Document section |
++++++++
“It took me a long time to figure out that my delusions of grandeur were elaborate labyrinths hiding some terrible pain. Once I figured that out it took me even longer to learn how to use my delusions to built new spaces in the reality around me that other people could feel comfortable stepping into…”
Here’s a link to the journal (http://www.passingthroughjournal.com/) and the text below:
Your Way of Life is Totally Over
By Sascha Altman DuBrul
It took me a long time to figure out that my delusions of grandeur were elaborate labyrinths hiding some terrible pain.
Once I figured that out it took me even longer to learn how to use my delusions to built new spaces in the reality around me that other people could feel comfortable stepping into.
Or step into other people’s delusions of grandeur.
There is some kind of trick that involves dancing between worlds, holding both (or multiple) world’s dear, taking the right lessons and beautiful pieces with you, not getting too lost, making maps to the other side, knowing when to step back and forth, and who to talk to about it and when to just keep your mouth shut.
++++++++
Supplied data |
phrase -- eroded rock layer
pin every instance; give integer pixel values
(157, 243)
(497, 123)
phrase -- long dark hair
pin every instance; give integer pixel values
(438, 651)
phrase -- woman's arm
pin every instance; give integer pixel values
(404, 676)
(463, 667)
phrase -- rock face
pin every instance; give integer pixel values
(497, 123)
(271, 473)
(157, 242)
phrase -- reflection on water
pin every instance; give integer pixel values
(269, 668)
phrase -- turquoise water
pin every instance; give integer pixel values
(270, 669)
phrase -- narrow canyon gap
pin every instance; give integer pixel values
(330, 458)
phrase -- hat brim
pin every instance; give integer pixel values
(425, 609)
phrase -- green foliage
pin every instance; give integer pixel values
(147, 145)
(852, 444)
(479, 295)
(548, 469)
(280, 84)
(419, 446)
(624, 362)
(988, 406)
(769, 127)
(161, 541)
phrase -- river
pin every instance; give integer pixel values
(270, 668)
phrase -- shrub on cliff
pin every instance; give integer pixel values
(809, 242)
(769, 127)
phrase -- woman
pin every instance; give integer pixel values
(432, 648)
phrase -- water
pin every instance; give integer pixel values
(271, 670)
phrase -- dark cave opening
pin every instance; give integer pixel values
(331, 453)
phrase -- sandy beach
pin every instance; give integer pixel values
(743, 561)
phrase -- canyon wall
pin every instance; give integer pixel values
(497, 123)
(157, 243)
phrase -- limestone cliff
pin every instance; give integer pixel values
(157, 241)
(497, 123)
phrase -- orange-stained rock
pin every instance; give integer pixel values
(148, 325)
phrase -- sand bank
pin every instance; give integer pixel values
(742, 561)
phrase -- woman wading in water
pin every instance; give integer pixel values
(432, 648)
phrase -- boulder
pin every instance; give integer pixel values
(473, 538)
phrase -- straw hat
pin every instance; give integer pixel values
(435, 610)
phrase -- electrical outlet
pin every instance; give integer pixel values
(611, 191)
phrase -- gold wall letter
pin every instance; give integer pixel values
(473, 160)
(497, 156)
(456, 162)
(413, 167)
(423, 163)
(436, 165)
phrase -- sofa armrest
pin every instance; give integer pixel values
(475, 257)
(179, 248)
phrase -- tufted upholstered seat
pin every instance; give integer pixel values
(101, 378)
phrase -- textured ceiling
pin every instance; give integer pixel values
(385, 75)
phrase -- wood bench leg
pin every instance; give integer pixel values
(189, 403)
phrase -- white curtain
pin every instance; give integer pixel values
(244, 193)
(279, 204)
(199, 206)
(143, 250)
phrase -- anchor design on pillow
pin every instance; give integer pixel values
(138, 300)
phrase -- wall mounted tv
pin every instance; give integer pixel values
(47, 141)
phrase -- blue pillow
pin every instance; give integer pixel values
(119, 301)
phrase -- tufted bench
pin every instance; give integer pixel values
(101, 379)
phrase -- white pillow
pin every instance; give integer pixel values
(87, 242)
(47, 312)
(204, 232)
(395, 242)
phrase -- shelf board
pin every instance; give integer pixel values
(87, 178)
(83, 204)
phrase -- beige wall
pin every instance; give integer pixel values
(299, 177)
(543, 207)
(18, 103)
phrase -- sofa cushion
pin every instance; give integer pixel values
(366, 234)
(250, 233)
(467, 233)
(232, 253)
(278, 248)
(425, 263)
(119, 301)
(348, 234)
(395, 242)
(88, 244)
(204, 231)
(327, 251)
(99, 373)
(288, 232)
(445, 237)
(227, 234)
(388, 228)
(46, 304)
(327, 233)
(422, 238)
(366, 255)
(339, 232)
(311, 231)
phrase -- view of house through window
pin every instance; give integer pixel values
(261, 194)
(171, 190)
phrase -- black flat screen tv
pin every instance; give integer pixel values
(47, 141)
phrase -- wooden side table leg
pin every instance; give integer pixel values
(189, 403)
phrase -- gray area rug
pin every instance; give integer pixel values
++++++++
Exercise tasks |
a - Answer these from the "Your Way of Life is Totally Over" passage:
(i) Whose name appears in the byline?
(ii) What does the writer say the delusions of grandeur turned out to be?
(iii) What web address is given for the journal?
b - Copy the stretch of the "Your Way of Life is Totally Over" passage from "Here’s a link" through "delusions of grandeur.".
c - Write the next part of the "Your Way of Life is Totally Over" passage, starting after its final sentence.

Results for each task |
a -
(i) Sascha Altman DuBrul
(ii) Elaborate labyrinths hiding some terrible pain
(iii) http://www.passingthroughjournal.com/

b -
Here’s a link to the journal (http://www.passingthroughjournal.com/) and the text below:
Your Way of Life is Totally Over
By Sascha Altman DuBrul
It took me a long time to figure out that my delusions of grandeur were elaborate labyrinths hiding some terrible pain.
Once I figured that out it took me even longer to learn how to use my delusions to built new spaces in the reality around me that other people could feel comfortable stepping into.
Or step into other people’s delusions of grandeur.

c -
Now it’s all these years later and it’s like I see the psychic architecture around me when I squint my eyes right. I see other people’s delusions of grandeur and how I walk around them all day, in the form of skyscrapers and bridges and tunnels and all this concrete. I let myself get carried away in the intensity of star filled skies and crowds of people and the layers of history below these streets, all the dead people and their stories and all of the mystery out in the universe. I want to feel connected, I want to be a part of the grandeur, I want to play my part in the universal song. But one thing that’s crystal clear at this point:
The line between grandeur and delusion is usually power. Poor people get locked up in psych wards and rich people build their visions of how the world should be. And we’re all walking around with the psychic scraps of the powerful people’s culture in our heads.
In 2016 I work on a state run team of healers on the island of Manhattan, we go to people’s homes who are said to be struggling with psychosis, people that the state is concerned will hurt themselves or others. Yesterday I stepped into the mind of someone who thought the NSA was coming to kill him: everything was black tinted windows and significant sets of conspiracy numbers, powerful forces that were angry with him and coming to take his life. He was 19.
We sat in his dark, half-barracked mother’s apartment and it was my job was to try and help him or assess if he should be forced to go to the hospital and drugged.
And you know what? This guy felt like family to me, like one of my extended mad tribe. There was nothing scary about the way he talked or his hair trigger paranoid responses that were like little linguistic landmines in the room. I knew this territory. I knew this sleep deprivation that makes a little story so important while the rest of the world insignificantly fades away. I knew this secret because I’ve explored my own version so much I do it in my sleep now.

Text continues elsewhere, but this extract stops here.